§ **IHRE AUFGABE**
Beantworten Sie anhand des Textes zum Thema Ehe in der Josefsperikope:
(a) In welcher Klasse darf man nicht von dem Wissen ausgehen, dass eine Ehe unter Gottes Schutz steht?
(b) Welches Beziehungsgefüge spricht der Hinweis auf die zerstörte Ehe laut Text ebenfalls an?
(c) Wessen Verhältnis lässt sich beinahe freundschaftlich beschreiben?
___ ANGEZEIGTER TEXT
Ein weiteres Grundthema, auf das in der Josefsperikope eingegangen werden sollte, ist das Thema der Ehe. Dabei befindet sich der Erwachsene natürlich auf einer anderen Erfahrungsstufe als der Schüler. Dass eine Ehe unter Gottes Schutz steht und ein Versprechen zwischen Eheleuten an Gott darstellt, zwischen das sich kein Dritter stellen darf, ist ein Wissen, von dem man in der zweiten Klasse nicht ausgehen darf. Vielen, aber nicht allen Kindern, dürfte dieses besondere Näheverhältnis aber zumindest z.B. von den eigenen Eltern oder Großeltern aus eigener Erfahrung bekannt sein. Die Ehe ist etwas, was Kinder im Idealfall zu Hause als harmonische Einheit von Vater und Mutter erleben. Es ist eine wünschenswerte, unreflektierte Grunderfahrung, sich zu Hause bei Mutter und Vater geborgen zu fühlen. Nicht alle Kinder aber leben in einer Familie, in der die Verhältnisse klar sind, sondern kennen wechselnde Beziehungsverhältnisse, mehrere Bezugspersonen oder getrennt lebende Eltern. Es wirkt sich auch auf die Erziehung aus, dass die Ehe in der Gesellschaft einen immer geringeren Wert hat und viele Paare gar nicht oder sehr spät heiraten. Dies kann mitunter problematisch sein, wenn es darum geht, zu begründen, warum eine Ehe nicht gebrochen werden darf, wenn gleichzeitig nicht verstanden wird, was eine Ehe ist und warum sie besteht. Als Lehrer ist dieser Moment vielleicht der geeignete Zeitpunkt, einmal auszusprechen, dass eine Ehe Liebe zwischen Mann und Frau bedeutet und dass diese Beziehung zerstört wird, sobald sich die Liebe eines Partners zu einem Dritten wendet. Das dürfte auch das Beziehungsgefüge der Freundschaft ansprechen: wenn zwei beste Freunde sind, kann der eine den anderen nicht einfach verlassen. Beinahe freundschaftlich lässt sich schließlich auch das Verhältnis von Potifar und Josef beschreiben.
______
___ ERFASSTE DATEN
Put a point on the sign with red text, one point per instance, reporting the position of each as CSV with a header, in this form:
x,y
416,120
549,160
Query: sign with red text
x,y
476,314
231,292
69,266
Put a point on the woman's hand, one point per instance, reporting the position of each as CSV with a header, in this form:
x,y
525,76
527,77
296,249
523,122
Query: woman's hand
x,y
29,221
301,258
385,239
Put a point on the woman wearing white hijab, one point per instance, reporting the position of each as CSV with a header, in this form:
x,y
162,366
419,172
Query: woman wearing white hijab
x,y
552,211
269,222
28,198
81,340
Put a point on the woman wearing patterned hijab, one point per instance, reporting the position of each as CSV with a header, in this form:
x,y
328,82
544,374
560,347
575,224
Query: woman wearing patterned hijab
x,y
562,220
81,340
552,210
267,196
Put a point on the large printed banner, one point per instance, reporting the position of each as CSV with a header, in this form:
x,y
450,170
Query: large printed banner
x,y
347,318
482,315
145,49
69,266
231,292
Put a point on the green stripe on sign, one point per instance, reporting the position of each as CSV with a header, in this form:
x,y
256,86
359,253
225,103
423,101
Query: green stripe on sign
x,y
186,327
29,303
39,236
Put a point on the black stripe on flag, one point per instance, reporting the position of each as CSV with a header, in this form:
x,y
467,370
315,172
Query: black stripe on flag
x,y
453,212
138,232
______
§ **ERGEBNIS DER AUFGABE**
(a) In der zweiten Klasse.
(b) Das Beziehungsgefüge der Freundschaft.
(c) Das Verhältnis von Potifar und Josef.